# Task description
As you reproduce every line below, keep it exactly as written and leave out the images.

(Supplied records Opens)

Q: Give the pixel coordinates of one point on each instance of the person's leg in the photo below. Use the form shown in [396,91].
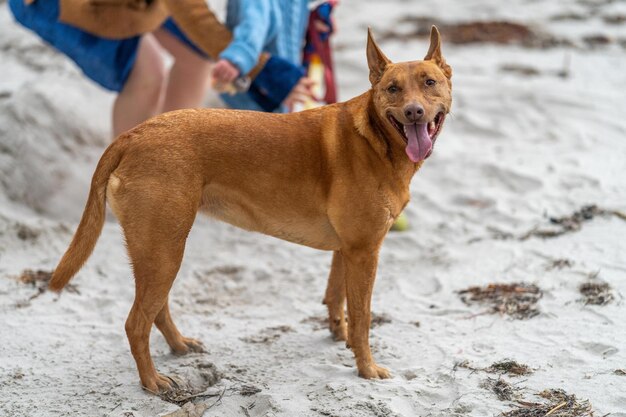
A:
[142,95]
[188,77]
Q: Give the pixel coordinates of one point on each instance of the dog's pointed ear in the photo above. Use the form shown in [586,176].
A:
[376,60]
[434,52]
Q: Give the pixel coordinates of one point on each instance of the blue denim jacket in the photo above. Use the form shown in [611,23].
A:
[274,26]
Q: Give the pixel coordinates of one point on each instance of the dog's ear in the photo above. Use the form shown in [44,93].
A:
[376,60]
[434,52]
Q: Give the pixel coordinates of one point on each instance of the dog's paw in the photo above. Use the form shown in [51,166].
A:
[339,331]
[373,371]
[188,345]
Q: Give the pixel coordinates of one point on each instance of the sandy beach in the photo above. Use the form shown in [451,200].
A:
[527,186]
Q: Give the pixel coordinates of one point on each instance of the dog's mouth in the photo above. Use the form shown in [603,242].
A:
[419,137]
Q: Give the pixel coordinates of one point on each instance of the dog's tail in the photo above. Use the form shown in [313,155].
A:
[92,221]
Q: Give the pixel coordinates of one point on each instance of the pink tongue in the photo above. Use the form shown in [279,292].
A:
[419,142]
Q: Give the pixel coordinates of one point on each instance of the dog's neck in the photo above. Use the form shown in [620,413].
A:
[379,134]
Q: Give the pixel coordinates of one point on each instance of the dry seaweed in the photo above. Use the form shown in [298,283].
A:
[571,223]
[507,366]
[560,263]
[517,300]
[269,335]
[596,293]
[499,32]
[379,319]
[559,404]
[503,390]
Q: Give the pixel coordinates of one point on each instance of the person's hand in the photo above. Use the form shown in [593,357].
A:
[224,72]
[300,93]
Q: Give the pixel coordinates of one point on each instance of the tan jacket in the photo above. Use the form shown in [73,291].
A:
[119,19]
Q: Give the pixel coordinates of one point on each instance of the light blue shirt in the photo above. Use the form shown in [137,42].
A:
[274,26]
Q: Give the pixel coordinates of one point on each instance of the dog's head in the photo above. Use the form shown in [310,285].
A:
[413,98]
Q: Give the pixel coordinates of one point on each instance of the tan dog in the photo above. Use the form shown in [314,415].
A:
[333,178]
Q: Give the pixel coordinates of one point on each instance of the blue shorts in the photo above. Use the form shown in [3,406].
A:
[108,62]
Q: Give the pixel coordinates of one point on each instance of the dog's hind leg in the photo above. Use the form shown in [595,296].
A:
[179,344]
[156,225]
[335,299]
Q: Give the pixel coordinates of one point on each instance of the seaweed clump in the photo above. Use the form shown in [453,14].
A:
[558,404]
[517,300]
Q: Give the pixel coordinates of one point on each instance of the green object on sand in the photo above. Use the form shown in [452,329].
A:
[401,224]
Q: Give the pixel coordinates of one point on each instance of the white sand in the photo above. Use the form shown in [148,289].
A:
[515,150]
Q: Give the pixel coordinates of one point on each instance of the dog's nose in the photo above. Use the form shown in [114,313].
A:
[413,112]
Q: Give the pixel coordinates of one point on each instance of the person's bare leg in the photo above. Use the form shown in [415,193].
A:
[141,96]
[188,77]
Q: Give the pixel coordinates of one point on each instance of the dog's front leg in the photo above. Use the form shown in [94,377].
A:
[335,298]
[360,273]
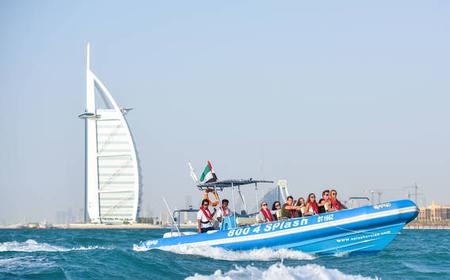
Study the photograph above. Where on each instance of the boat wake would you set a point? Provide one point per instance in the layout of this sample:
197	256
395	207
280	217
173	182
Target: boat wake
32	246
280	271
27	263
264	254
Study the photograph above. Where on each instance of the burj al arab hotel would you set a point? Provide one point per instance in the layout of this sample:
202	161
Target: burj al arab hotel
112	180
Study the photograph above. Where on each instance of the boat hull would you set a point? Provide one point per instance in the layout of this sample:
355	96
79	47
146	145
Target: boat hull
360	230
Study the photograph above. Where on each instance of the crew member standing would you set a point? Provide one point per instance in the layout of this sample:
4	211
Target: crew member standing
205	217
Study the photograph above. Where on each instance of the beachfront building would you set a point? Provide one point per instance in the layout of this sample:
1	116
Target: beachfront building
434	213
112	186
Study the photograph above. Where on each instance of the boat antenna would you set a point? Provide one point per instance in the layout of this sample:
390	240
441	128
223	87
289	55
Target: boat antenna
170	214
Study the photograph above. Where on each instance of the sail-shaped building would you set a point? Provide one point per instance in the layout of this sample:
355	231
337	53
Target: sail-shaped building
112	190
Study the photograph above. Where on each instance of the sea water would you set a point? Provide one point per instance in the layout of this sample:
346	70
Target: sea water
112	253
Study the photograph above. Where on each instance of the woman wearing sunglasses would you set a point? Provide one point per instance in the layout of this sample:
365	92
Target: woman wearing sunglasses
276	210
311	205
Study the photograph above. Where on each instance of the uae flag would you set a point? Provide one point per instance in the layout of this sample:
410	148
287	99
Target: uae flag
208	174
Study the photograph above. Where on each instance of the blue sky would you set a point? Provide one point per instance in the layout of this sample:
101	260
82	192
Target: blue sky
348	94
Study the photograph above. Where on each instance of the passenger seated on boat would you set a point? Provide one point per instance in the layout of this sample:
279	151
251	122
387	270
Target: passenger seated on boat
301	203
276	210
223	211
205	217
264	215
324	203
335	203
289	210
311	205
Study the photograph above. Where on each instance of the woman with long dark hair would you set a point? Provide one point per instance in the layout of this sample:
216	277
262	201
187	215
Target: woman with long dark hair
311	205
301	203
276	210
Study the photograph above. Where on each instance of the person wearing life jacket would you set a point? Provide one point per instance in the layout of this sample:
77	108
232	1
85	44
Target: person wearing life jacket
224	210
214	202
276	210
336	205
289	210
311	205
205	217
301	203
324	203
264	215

(Supplied records Closes)

# Solution to this task
Q: Give the pixel coordinates of one point on each instance of the person's leg in the photo below. Use the form shown in [396,91].
A:
[142,95]
[188,77]
Q: Give the pixel coordinates of one point on each instance of the dog's pointed ear in the photo above. Use the form shown in [586,176].
A:
[376,60]
[434,52]
Q: Give the pixel coordinates of one point on each instance of the blue denim jacket in the photo above. Use the form shown in [611,23].
A:
[274,26]
Q: Give the pixel coordinates of one point on each instance of the dog's ear in the photo above. Use the form shown in [44,93].
A:
[376,60]
[434,52]
Q: Give the pixel coordinates of one point on each instance of the dog's paw in the photo above. Use the form shown in [51,166].
A:
[339,331]
[373,371]
[188,345]
Q: Give the pixel coordinates of one point on each instance of the sandy beach in the photo above. Use the form shown in [451,200].
A:
[527,186]
Q: Give the pixel coordinates of one point on each instance of the dog's mouth in the photo above. Use the form shown in [603,242].
A:
[419,137]
Q: Give the pixel coordinates of one point on each instance of the dog's tail in the photo above. Use the form shown in [313,155].
A:
[92,221]
Q: Give the pixel coordinates of one point on each instance of the pink tongue in the photo above. Use the form shown in [279,292].
A:
[419,142]
Q: Give the pixel coordinates of one point on each instance of the dog's neck in the photo above. Use the form shown in [620,413].
A:
[379,134]
Q: Give the pixel coordinates of one point on each instance of the dry seaweed in the photo above. Use the form shown in [298,283].
A:
[571,223]
[507,366]
[560,263]
[517,300]
[269,335]
[596,293]
[499,32]
[379,319]
[559,404]
[503,390]
Q: Give the pixel coordinates of one point on each instance of the person's hand in the photo above. Use the form shown in [593,357].
A:
[224,72]
[300,93]
Q: Give the pixel coordinates of one point on each instance of the tan jacket in the photo above. Use the form shown in [73,291].
A:
[119,19]
Q: Give the pixel coordinates of one point on each instance of the light blue shirt in the photo above. Use the form shown in [137,42].
A:
[274,26]
Q: Give the pixel coordinates of one point on each instance of the dog's head in the photo above. Use the form shown in [310,285].
A:
[413,98]
Q: Give the pixel coordinates of one point on each instance of the tan dog in the photo above. Use the form shown in [314,415].
A:
[333,178]
Q: Give the pixel coordinates of one point on each instance of the blue shorts in the photo above. Use the form shown in [3,406].
A:
[108,62]
Q: Give the pixel coordinates of one point on each instance of the dog's hind leg in the photo above. Use the form shown in [595,296].
A:
[179,344]
[156,225]
[335,299]
Q: Give the pixel coordinates of one point on each instance of the seaweed clump in the photo above. Use the form shown in [453,14].
A:
[558,404]
[517,300]
Q: Give the pixel coordinates of one point on each instance of the green object on sand in the photo above. Use the form shown in [452,329].
A:
[401,224]
Q: Give the pixel coordinates of one point on each instance of the white sand in the photo above. Use the form shown in [148,289].
A:
[515,150]
Q: Give the pixel coordinates of one point on each instance of the dog's nose in the photo above. Use the form shown in [114,313].
A:
[413,112]
Q: Give the pixel coordinates of one point on each instance of the person's bare leg in the photo above. Use the form shown in [415,193].
A:
[141,96]
[188,77]
Q: Give the pixel coordinates of one point on each instance of the dog's front leg in the photo above. Use the form shown in [94,377].
A:
[335,298]
[360,273]
Study the photograph above. Where on each instance of the boat wake would you set a point? Provide one point per instance in the layout of this sample:
197	256
395	207
280	217
173	182
Target: boat wake
32	246
280	271
27	263
264	254
Study the photograph above. Where on each instance of the burj al arab hotel would you set a point? Provide one point per instance in the layout of this sample:
202	161
Target: burj al arab hotel
112	180
Study the photograph above. Where on each instance of the boat hull would you set a point? Provide one point per instance in the layout of this sample:
355	96
79	47
146	145
Target: boat hull
360	230
Study the photograph above. Where on each instance of the crew member standing would you set a point? Provide one point per instance in the layout of this sample:
4	211
Target: crew member standing
205	217
Study the photograph above. Where on each instance of the beachfront building would you set a point? Provide one point per instance in the layout of this sample:
1	116
Target: beachfront building
434	213
112	186
Study the photograph above. Where on each instance of the boat antenna would you set a point? Provide one point per instance in the layout of this sample:
390	240
441	128
223	87
289	55
Target: boat antenna
170	214
Study the photograph above. Where on each instance of the sail-shaped building would you set a point? Provide one point per instance in the layout of this sample:
355	231
337	53
Target: sail-shaped building
112	190
Study the photograph above. Where on each instance of the sea water would you set a point? Provide one point per instance in the layout of this sample:
346	70
Target: sea water
112	253
Study the photograph above. Where on each instance of the woman wearing sunglasses would you set a point? Provide one point per instance in the layout of this sample:
365	92
Target: woman wearing sunglasses
276	210
311	205
Study the photograph above. Where on each instance of the uae flag would you set a point? Provide one point per instance in the layout of this sample:
410	148
287	99
Target: uae flag
208	174
Study the photograph above. Where on each instance of the blue sky would you set a point? Provide one point per instance in the layout of this sample:
101	260
82	192
Target: blue sky
348	94
Study the photograph above. Where on each instance of the passenger seated on boat would you set a point? Provide one point per instance in the layout of this sample:
279	151
251	122
387	270
Target: passenger seated on boat
301	203
276	210
223	211
205	217
264	215
324	203
335	203
289	210
311	205
Study the photograph above. Where on each instance of the woman with long dark hair would you set a point? Provide one point per instance in the layout of this sample:
216	277
262	201
187	215
Target: woman with long dark hair
311	205
301	203
276	210
Study the photograph above. Where on each instance of the person wearing life jacket would you set a point? Provide one point per instance in the layout of this sample:
77	108
232	1
85	44
Target: person wearing life jacket
224	210
214	202
276	210
336	205
289	210
311	205
205	217
301	203
324	203
264	215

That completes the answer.